**Prompt:** Could you retype the material below word for word, from its first line through the line that contains "183 183 L 182", including both of those lines?

[START Given data]

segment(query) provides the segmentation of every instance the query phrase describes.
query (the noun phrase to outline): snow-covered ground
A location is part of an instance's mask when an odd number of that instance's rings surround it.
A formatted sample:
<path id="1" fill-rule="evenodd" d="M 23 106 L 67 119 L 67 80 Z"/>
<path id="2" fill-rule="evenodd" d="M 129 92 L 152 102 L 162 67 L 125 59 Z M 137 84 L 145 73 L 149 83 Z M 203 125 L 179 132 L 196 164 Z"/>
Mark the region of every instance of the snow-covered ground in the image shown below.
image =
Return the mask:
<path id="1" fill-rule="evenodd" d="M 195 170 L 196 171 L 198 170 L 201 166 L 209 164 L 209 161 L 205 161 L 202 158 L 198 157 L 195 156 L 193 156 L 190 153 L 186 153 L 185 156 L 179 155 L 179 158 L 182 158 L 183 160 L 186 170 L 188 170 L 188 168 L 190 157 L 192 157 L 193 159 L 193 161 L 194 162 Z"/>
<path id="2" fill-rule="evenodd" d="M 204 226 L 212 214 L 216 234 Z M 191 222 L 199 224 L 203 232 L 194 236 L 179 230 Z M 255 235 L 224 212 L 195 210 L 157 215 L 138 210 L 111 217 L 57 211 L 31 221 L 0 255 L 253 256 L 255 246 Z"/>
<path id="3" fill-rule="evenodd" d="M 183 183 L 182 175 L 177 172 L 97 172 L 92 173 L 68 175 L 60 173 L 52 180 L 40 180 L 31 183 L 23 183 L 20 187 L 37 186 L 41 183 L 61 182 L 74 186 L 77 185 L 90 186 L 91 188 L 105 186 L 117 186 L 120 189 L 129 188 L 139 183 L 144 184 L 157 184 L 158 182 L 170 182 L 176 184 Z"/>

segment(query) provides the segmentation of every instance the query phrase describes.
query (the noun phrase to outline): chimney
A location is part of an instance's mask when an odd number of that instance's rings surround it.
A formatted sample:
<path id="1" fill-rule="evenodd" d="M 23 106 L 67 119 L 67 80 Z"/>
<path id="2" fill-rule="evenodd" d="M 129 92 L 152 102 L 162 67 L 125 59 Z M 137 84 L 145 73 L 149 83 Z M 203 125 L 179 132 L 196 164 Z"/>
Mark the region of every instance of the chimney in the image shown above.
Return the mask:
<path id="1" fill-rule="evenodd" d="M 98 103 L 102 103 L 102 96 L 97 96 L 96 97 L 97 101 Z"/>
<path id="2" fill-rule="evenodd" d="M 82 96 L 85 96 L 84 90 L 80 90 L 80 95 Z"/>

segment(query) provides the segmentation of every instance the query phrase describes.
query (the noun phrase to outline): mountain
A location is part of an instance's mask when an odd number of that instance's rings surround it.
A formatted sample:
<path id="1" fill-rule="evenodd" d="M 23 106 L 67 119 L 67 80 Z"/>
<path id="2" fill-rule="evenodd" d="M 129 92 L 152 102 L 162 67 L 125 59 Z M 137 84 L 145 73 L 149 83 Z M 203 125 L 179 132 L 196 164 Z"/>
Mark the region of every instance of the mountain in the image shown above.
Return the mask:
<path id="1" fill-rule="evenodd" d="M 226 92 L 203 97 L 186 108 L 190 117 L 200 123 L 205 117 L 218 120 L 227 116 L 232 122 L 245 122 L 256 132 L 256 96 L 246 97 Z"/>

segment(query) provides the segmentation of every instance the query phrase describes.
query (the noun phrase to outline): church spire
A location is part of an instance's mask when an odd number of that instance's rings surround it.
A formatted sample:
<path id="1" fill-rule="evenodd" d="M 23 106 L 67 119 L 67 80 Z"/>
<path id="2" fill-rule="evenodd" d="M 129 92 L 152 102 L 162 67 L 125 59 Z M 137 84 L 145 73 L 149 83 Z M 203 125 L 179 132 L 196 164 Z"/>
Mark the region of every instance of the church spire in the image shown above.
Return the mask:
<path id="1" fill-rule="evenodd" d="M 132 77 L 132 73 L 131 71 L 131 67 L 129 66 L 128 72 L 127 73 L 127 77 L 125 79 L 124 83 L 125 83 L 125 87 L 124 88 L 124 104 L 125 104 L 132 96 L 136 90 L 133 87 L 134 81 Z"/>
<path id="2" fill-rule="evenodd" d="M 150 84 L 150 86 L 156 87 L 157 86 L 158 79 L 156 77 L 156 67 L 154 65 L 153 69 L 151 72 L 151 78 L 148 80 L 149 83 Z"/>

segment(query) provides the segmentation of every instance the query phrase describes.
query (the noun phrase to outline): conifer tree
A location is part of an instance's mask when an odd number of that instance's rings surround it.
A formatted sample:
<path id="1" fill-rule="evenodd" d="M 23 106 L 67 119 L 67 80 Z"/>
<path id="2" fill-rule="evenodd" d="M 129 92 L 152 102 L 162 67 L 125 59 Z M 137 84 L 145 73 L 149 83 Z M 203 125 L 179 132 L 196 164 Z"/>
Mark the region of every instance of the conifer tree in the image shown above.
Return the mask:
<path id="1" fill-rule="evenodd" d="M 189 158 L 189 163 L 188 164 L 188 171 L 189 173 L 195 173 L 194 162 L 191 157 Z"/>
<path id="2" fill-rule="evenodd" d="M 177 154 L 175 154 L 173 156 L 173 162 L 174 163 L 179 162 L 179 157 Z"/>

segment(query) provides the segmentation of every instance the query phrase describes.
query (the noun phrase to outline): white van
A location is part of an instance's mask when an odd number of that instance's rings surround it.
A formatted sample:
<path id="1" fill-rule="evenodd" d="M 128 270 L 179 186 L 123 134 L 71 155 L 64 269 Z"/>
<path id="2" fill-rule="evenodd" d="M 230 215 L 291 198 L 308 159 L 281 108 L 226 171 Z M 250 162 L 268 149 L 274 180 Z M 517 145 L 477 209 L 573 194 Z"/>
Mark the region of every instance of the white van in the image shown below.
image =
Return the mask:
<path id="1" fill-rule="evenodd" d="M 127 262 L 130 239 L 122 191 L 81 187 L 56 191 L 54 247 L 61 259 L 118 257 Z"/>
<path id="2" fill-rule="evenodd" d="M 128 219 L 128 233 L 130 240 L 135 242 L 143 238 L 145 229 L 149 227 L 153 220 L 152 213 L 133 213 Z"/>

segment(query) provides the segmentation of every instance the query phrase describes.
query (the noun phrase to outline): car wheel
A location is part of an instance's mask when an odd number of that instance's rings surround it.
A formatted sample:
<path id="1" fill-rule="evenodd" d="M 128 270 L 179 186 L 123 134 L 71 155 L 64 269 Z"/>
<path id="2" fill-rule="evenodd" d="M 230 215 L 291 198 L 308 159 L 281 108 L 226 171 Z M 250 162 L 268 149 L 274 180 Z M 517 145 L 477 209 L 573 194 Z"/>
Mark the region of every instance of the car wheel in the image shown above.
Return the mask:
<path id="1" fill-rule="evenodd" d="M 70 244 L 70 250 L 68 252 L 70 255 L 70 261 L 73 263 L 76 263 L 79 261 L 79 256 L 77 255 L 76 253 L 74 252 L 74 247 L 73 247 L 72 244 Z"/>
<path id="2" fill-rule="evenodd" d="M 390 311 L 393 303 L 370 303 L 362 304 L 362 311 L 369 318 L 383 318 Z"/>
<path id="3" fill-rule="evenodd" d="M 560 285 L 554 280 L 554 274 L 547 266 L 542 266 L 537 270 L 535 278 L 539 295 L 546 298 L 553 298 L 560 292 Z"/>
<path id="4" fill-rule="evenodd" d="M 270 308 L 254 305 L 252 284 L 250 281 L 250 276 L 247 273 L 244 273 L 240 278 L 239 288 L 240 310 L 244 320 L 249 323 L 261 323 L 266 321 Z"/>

[END Given data]

**Answer for the task:**
segment(query) provides the segmentation of every instance the query phrase describes.
query (the noun phrase to outline): snow-covered ground
A location is part of an instance's mask when an odd number of that instance's rings surround it.
A formatted sample:
<path id="1" fill-rule="evenodd" d="M 23 106 L 67 119 L 67 80 Z"/>
<path id="2" fill-rule="evenodd" d="M 129 92 L 152 102 L 162 67 L 125 59 Z M 137 84 L 145 73 L 149 83 Z M 203 125 L 179 132 L 196 164 Z"/>
Mark the region of every instance of the snow-covered ground in the image shown below.
image =
Return the mask:
<path id="1" fill-rule="evenodd" d="M 195 170 L 196 171 L 198 170 L 201 166 L 209 164 L 209 161 L 205 161 L 202 158 L 198 157 L 195 156 L 193 156 L 190 153 L 186 153 L 185 156 L 179 155 L 179 158 L 182 158 L 183 160 L 186 170 L 188 170 L 188 168 L 190 157 L 192 157 L 193 159 L 193 161 L 194 162 Z"/>
<path id="2" fill-rule="evenodd" d="M 204 226 L 212 214 L 216 234 Z M 191 222 L 199 224 L 203 232 L 194 236 L 179 230 Z M 255 235 L 224 212 L 195 210 L 157 215 L 138 210 L 111 217 L 57 211 L 31 221 L 0 255 L 253 256 L 255 246 Z"/>
<path id="3" fill-rule="evenodd" d="M 183 183 L 182 175 L 177 172 L 97 172 L 92 173 L 68 175 L 60 173 L 52 180 L 40 180 L 31 183 L 23 183 L 20 187 L 37 186 L 41 183 L 61 182 L 74 186 L 77 185 L 90 186 L 91 188 L 105 186 L 117 186 L 120 189 L 129 188 L 139 183 L 144 184 L 157 184 L 158 182 L 170 182 L 176 184 Z"/>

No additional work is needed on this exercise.